[start of Material for this exercise]

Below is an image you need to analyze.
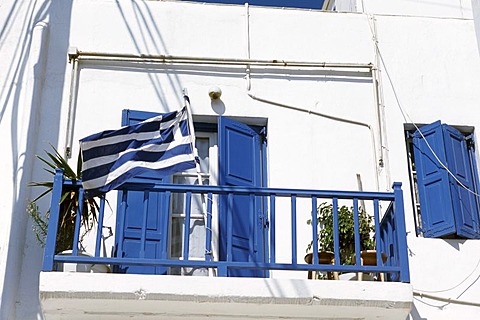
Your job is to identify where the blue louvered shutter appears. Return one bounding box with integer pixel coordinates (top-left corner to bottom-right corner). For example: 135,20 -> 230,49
218,117 -> 266,277
413,121 -> 456,237
442,124 -> 479,238
413,121 -> 479,238
115,110 -> 169,274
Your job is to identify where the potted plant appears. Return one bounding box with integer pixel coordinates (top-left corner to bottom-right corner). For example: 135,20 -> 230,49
307,202 -> 375,264
27,146 -> 99,254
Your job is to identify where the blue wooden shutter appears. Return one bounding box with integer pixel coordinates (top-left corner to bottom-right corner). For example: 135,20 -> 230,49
413,121 -> 480,238
115,110 -> 169,274
413,121 -> 455,237
218,117 -> 266,277
442,124 -> 479,238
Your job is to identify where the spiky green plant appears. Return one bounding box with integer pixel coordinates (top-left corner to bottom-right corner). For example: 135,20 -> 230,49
307,202 -> 375,264
27,146 -> 99,253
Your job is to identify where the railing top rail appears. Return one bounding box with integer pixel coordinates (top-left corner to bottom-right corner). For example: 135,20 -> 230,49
60,179 -> 395,201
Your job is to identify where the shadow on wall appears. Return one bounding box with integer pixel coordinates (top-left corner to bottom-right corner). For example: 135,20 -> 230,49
0,0 -> 72,319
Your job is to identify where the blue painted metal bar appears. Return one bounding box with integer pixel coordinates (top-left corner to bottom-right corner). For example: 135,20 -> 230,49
161,191 -> 172,259
311,197 -> 319,264
290,195 -> 297,265
248,194 -> 261,252
116,190 -> 128,257
205,192 -> 213,261
119,183 -> 395,201
183,192 -> 192,260
44,172 -> 409,282
373,199 -> 383,266
224,193 -> 233,261
42,169 -> 63,271
72,187 -> 83,256
54,255 -> 400,273
95,196 -> 105,257
139,191 -> 150,258
270,194 -> 277,262
353,198 -> 361,265
393,182 -> 410,282
332,198 -> 341,265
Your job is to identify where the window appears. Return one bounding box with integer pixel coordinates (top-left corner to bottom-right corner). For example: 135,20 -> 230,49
405,121 -> 480,239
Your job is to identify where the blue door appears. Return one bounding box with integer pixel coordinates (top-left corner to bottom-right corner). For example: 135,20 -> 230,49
218,117 -> 267,277
114,110 -> 169,274
115,110 -> 267,277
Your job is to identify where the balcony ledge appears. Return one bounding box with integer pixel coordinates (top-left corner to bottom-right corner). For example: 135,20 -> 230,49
40,272 -> 413,320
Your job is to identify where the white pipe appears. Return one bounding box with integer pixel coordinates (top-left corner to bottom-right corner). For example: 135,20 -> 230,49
247,90 -> 380,190
64,48 -> 79,159
370,15 -> 392,190
70,51 -> 373,72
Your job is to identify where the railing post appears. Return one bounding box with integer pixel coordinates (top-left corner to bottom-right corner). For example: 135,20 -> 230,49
393,182 -> 410,282
42,169 -> 63,271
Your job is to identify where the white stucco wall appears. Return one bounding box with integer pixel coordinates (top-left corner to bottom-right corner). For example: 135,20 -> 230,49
472,0 -> 480,52
0,0 -> 480,319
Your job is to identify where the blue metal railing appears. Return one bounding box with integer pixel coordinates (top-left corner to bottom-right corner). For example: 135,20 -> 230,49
43,171 -> 410,282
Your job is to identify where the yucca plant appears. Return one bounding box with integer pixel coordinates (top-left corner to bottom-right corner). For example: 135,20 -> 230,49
307,202 -> 375,264
27,146 -> 99,253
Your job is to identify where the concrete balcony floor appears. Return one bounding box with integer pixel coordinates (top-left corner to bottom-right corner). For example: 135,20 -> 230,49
40,272 -> 413,320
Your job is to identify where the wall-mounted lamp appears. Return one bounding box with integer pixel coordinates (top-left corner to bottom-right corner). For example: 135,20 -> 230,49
208,86 -> 222,100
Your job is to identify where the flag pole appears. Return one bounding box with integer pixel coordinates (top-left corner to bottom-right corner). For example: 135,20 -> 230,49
183,88 -> 215,277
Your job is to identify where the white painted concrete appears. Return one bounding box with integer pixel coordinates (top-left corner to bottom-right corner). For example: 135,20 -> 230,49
0,0 -> 480,320
40,272 -> 412,320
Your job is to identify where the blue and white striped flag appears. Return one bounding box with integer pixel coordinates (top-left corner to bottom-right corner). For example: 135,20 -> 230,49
80,107 -> 195,198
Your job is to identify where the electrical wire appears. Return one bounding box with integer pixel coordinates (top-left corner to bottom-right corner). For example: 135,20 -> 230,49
367,14 -> 480,197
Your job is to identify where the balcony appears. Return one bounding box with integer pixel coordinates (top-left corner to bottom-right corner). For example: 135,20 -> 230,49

[end of Material for this exercise]

# Written request
Repeat every line from the line with "Your job is to identify where the blue metal" to the line with "43,171 -> 410,282", requests included, and raise each bounding-box coordinate in the answers by 86.

# Exercise output
Your job is to identify where the blue metal railing appears. Return one bounding box with integer pixel coordinates (top-left corner to bottom-right corner). For example: 135,20 -> 230,49
129,257 -> 496,368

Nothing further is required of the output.